YOUR TASK »
Omit all images, then return the remaining material exactly as it stands.

-- -- --

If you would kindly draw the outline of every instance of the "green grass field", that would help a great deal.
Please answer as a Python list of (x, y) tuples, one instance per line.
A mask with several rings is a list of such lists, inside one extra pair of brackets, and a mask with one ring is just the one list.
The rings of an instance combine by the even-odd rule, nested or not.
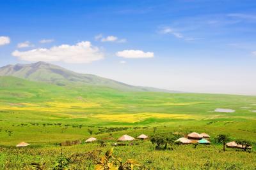
[[(214, 112), (216, 108), (236, 111)], [(141, 133), (150, 136), (196, 131), (207, 132), (212, 138), (227, 134), (232, 139), (256, 142), (255, 110), (255, 96), (125, 92), (101, 87), (61, 87), (0, 77), (0, 169), (29, 169), (33, 162), (45, 162), (50, 169), (61, 153), (56, 143), (83, 141), (90, 136), (107, 139), (107, 146), (86, 143), (63, 146), (63, 154), (68, 157), (97, 149), (103, 154), (125, 134), (136, 137)], [(124, 129), (109, 131), (106, 127)], [(113, 134), (111, 139), (109, 133)], [(23, 141), (31, 146), (14, 147)], [(196, 149), (188, 145), (156, 151), (148, 141), (140, 141), (138, 146), (116, 147), (114, 153), (154, 169), (255, 169), (255, 145), (251, 153), (232, 149), (224, 153), (220, 152), (221, 148), (221, 145), (212, 141), (210, 146)], [(93, 169), (91, 162), (84, 162), (81, 169)]]

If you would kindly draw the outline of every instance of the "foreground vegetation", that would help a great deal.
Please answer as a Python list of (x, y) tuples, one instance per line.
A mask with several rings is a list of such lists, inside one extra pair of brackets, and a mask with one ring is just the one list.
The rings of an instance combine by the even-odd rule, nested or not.
[[(214, 112), (216, 108), (236, 111)], [(255, 110), (253, 96), (125, 92), (0, 77), (0, 169), (31, 169), (31, 163), (52, 169), (60, 160), (70, 169), (93, 169), (92, 158), (100, 160), (125, 134), (152, 137), (193, 131), (210, 134), (211, 145), (156, 150), (150, 140), (138, 141), (115, 147), (113, 154), (124, 162), (136, 160), (141, 166), (135, 169), (255, 169)], [(253, 148), (221, 151), (222, 144), (213, 140), (220, 134), (230, 141), (250, 141)], [(100, 141), (84, 142), (92, 136)], [(15, 147), (23, 141), (31, 146)]]

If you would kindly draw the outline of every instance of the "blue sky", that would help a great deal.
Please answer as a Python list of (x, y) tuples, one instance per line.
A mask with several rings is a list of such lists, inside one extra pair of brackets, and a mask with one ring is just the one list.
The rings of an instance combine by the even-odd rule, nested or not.
[(0, 0), (0, 66), (45, 60), (132, 85), (256, 95), (253, 0)]

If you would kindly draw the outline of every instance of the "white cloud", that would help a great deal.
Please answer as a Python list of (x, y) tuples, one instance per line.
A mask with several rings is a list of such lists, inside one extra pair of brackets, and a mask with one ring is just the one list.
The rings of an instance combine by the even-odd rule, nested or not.
[(183, 38), (183, 35), (182, 34), (177, 32), (177, 31), (175, 31), (173, 29), (172, 29), (169, 27), (163, 27), (161, 30), (160, 30), (160, 33), (164, 34), (172, 34), (175, 37), (178, 38)]
[(102, 34), (98, 34), (94, 37), (96, 41), (100, 40), (101, 42), (115, 42), (124, 43), (126, 43), (127, 40), (125, 38), (119, 39), (117, 36), (108, 36), (106, 38), (103, 37)]
[(141, 50), (126, 50), (116, 53), (116, 55), (124, 58), (137, 59), (137, 58), (152, 58), (154, 52), (144, 52)]
[(8, 45), (11, 43), (11, 39), (8, 36), (0, 36), (0, 46)]
[(121, 60), (121, 61), (120, 62), (120, 64), (126, 64), (126, 61), (125, 61), (125, 60)]
[(98, 35), (95, 36), (94, 37), (94, 39), (96, 41), (98, 41), (98, 40), (102, 38), (102, 34), (98, 34)]
[(126, 39), (125, 39), (125, 38), (123, 38), (123, 39), (121, 39), (117, 41), (118, 43), (126, 43), (127, 41), (127, 40), (126, 40)]
[(33, 47), (34, 45), (31, 44), (29, 41), (19, 43), (17, 47), (18, 48), (26, 48), (26, 47)]
[(101, 39), (102, 42), (106, 42), (106, 41), (116, 41), (118, 38), (116, 36), (107, 36), (106, 38), (102, 38)]
[(43, 39), (39, 41), (39, 43), (42, 44), (45, 44), (45, 43), (50, 43), (54, 41), (54, 39)]
[(26, 61), (62, 61), (67, 63), (90, 63), (104, 59), (104, 53), (90, 41), (81, 41), (74, 45), (61, 45), (51, 48), (36, 48), (20, 52), (12, 55)]
[(248, 15), (244, 13), (229, 13), (227, 15), (228, 17), (234, 17), (237, 18), (241, 19), (245, 19), (245, 20), (256, 20), (256, 15)]

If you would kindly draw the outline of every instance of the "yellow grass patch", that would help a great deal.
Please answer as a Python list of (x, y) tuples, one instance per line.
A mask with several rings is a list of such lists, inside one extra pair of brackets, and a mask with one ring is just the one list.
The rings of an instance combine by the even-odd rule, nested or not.
[(148, 118), (196, 118), (197, 117), (186, 114), (138, 113), (124, 114), (95, 114), (89, 115), (92, 118), (100, 118), (111, 122), (124, 122), (134, 123), (143, 121)]
[(49, 112), (66, 112), (80, 111), (84, 108), (95, 108), (100, 106), (100, 104), (95, 103), (68, 103), (68, 102), (47, 102), (45, 103), (20, 103), (19, 104), (10, 104), (0, 106), (3, 110), (19, 110), (19, 111), (37, 111)]

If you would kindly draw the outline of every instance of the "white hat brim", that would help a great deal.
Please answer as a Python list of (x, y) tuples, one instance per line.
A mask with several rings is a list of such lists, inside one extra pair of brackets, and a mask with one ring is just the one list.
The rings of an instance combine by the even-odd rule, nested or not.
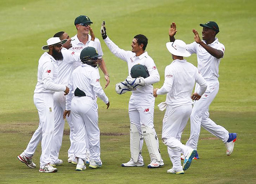
[(172, 45), (173, 42), (167, 42), (166, 43), (166, 47), (168, 50), (168, 51), (171, 53), (177, 56), (181, 56), (183, 57), (189, 57), (191, 55), (191, 54), (188, 52), (187, 50), (186, 50), (185, 52), (181, 52), (176, 50)]
[(49, 50), (49, 46), (50, 46), (51, 45), (58, 45), (58, 44), (63, 44), (65, 43), (66, 43), (67, 41), (68, 41), (67, 39), (64, 39), (64, 40), (61, 40), (60, 42), (56, 43), (54, 44), (52, 44), (52, 45), (44, 45), (43, 47), (42, 47), (42, 49), (43, 49), (43, 50)]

-- -- --

RESPONSE FOR THIS EXERCISE »
If you would kindly draw the outline of every instance of the "green grass field", that would help a great deal.
Please answer as a Python list of (x, y) tuples, one instance per line.
A mask with several rings is a list of such lists, inside one extra pair of brackets, and a mask with one ring is just the one list.
The rings of an instance combine by the even-odd rule, nested or not.
[[(214, 112), (216, 108), (236, 111)], [(141, 133), (150, 136), (196, 131), (207, 132), (212, 138), (227, 134), (232, 139), (256, 142), (255, 110), (255, 96), (125, 92), (101, 87), (61, 87), (0, 77), (0, 169), (29, 169), (33, 162), (45, 162), (50, 169), (61, 153), (56, 143), (83, 141), (90, 136), (107, 139), (107, 146), (86, 143), (63, 146), (63, 154), (68, 157), (97, 149), (103, 154), (125, 134), (136, 137)], [(124, 129), (109, 131), (106, 127)], [(113, 134), (111, 139), (109, 133)], [(23, 141), (31, 146), (14, 147)], [(196, 149), (188, 145), (156, 151), (148, 141), (140, 141), (138, 146), (116, 147), (114, 153), (154, 169), (255, 169), (255, 145), (251, 153), (232, 149), (224, 153), (220, 152), (221, 148), (221, 145), (212, 141), (210, 146)], [(93, 169), (91, 162), (84, 162), (81, 169)]]

If you would kindly draw the outline of every instance of the "foreground vegetation", that would help a great deal.
Please answer as a Python list of (x, y) tuples, one instance per line.
A mask with several rings is a list of such lists, inside one extra pair of brackets, and a mask with one ring is just the one list.
The rings of an instance combine by the even-odd rule, nested or not.
[[(214, 112), (216, 108), (236, 111)], [(255, 110), (253, 96), (125, 92), (0, 77), (0, 169), (31, 169), (31, 163), (52, 169), (60, 160), (70, 169), (93, 169), (92, 158), (100, 160), (125, 134), (152, 137), (193, 131), (210, 134), (211, 145), (156, 150), (150, 140), (138, 141), (115, 147), (113, 154), (124, 162), (136, 160), (141, 166), (135, 169), (255, 169)], [(253, 148), (221, 151), (222, 144), (213, 140), (220, 134), (230, 141), (250, 141)], [(100, 141), (84, 142), (92, 136)], [(15, 147), (23, 141), (31, 146)]]

If you would kindly draw the outline of every instance of the "blue sky", that would help a great deal.
Please answer as a Python list of (x, y) tuples, one instance per line.
A mask with several rings is a list of such lists, inside one extra pair of brackets, and a mask with one ring is just the one list.
The rings of an instance combine by the even-odd rule, nested or not.
[(0, 0), (0, 66), (45, 60), (132, 85), (256, 95), (253, 0)]

If you would kindly draw the outline of every instance of the "white cloud", that would help a great deal.
Please answer as a Python list of (x, y) tuples, one instance per line.
A mask with several rings is a list of such lists, inside one extra pair of brackets, and a mask with one ring is just the one list.
The rings of an instance combine by the even-odd rule, nested or not.
[(183, 38), (183, 35), (182, 34), (177, 32), (177, 31), (175, 31), (173, 29), (172, 29), (169, 27), (163, 27), (161, 30), (160, 30), (160, 33), (164, 34), (172, 34), (175, 37), (178, 38)]
[(102, 34), (98, 34), (94, 37), (96, 41), (100, 40), (101, 42), (115, 42), (124, 43), (126, 43), (127, 40), (125, 38), (119, 39), (117, 36), (108, 36), (106, 38), (103, 37)]
[(141, 50), (126, 50), (116, 53), (116, 55), (124, 58), (137, 59), (137, 58), (152, 58), (154, 52), (144, 52)]
[(8, 45), (11, 43), (11, 39), (8, 36), (0, 36), (0, 46)]
[(121, 60), (121, 61), (120, 62), (120, 64), (126, 64), (126, 61), (125, 61), (125, 60)]
[(98, 35), (95, 36), (94, 37), (94, 39), (96, 41), (98, 41), (98, 40), (102, 38), (102, 34), (98, 34)]
[(126, 39), (125, 39), (125, 38), (123, 38), (123, 39), (121, 39), (117, 41), (118, 43), (126, 43), (127, 41), (127, 40), (126, 40)]
[(33, 47), (34, 45), (31, 44), (29, 41), (19, 43), (17, 47), (18, 48), (26, 48), (26, 47)]
[(101, 39), (102, 42), (106, 42), (106, 41), (116, 41), (118, 38), (116, 36), (107, 36), (106, 38), (102, 38)]
[(43, 39), (39, 41), (39, 43), (42, 44), (45, 44), (45, 43), (50, 43), (54, 41), (54, 39)]
[(26, 61), (62, 61), (67, 63), (90, 63), (104, 59), (104, 53), (90, 41), (81, 41), (74, 45), (61, 45), (51, 48), (36, 48), (20, 52), (12, 55)]
[(248, 15), (244, 13), (229, 13), (227, 15), (228, 17), (234, 17), (237, 18), (241, 19), (245, 19), (245, 20), (256, 20), (256, 15)]

If you would kindly draw the outline of every instance of the "yellow grass patch", that would help a great deal.
Please answer as a Python list of (x, y) tuples, one instance per line.
A mask with several rings is a list of such lists, inside one extra pair of brackets, and a mask with one ring is just the one list.
The rings of an instance combine by the even-odd rule, nested or not.
[(148, 118), (196, 118), (197, 117), (186, 114), (138, 113), (124, 114), (95, 114), (89, 115), (92, 118), (100, 118), (111, 122), (124, 122), (134, 123), (143, 121)]
[(49, 112), (66, 112), (80, 111), (84, 108), (95, 108), (100, 106), (100, 104), (95, 103), (68, 103), (68, 102), (47, 102), (45, 103), (20, 103), (19, 104), (10, 104), (0, 106), (3, 110), (19, 110), (19, 111), (37, 111)]

If you would kindly draw the outline of every instance of the "white hat brim", that would help a great deal.
Please answer as a Python list of (x, y) tuples, one instance per line.
A mask with several rings is a list of such lists, inside one extra pair of brackets, and a mask with one ring is just the one list.
The rings of an instance combine by the even-odd rule, nested or not.
[(172, 45), (173, 42), (167, 42), (166, 43), (166, 47), (168, 50), (168, 51), (171, 53), (177, 56), (181, 56), (183, 57), (189, 57), (191, 55), (191, 54), (188, 52), (187, 50), (186, 50), (185, 52), (181, 52), (176, 50)]
[(49, 50), (49, 46), (50, 46), (51, 45), (58, 45), (58, 44), (63, 44), (65, 43), (66, 43), (67, 41), (68, 41), (67, 39), (64, 39), (64, 40), (61, 40), (60, 42), (56, 43), (54, 44), (52, 44), (52, 45), (44, 45), (43, 47), (42, 47), (42, 49), (43, 49), (43, 50)]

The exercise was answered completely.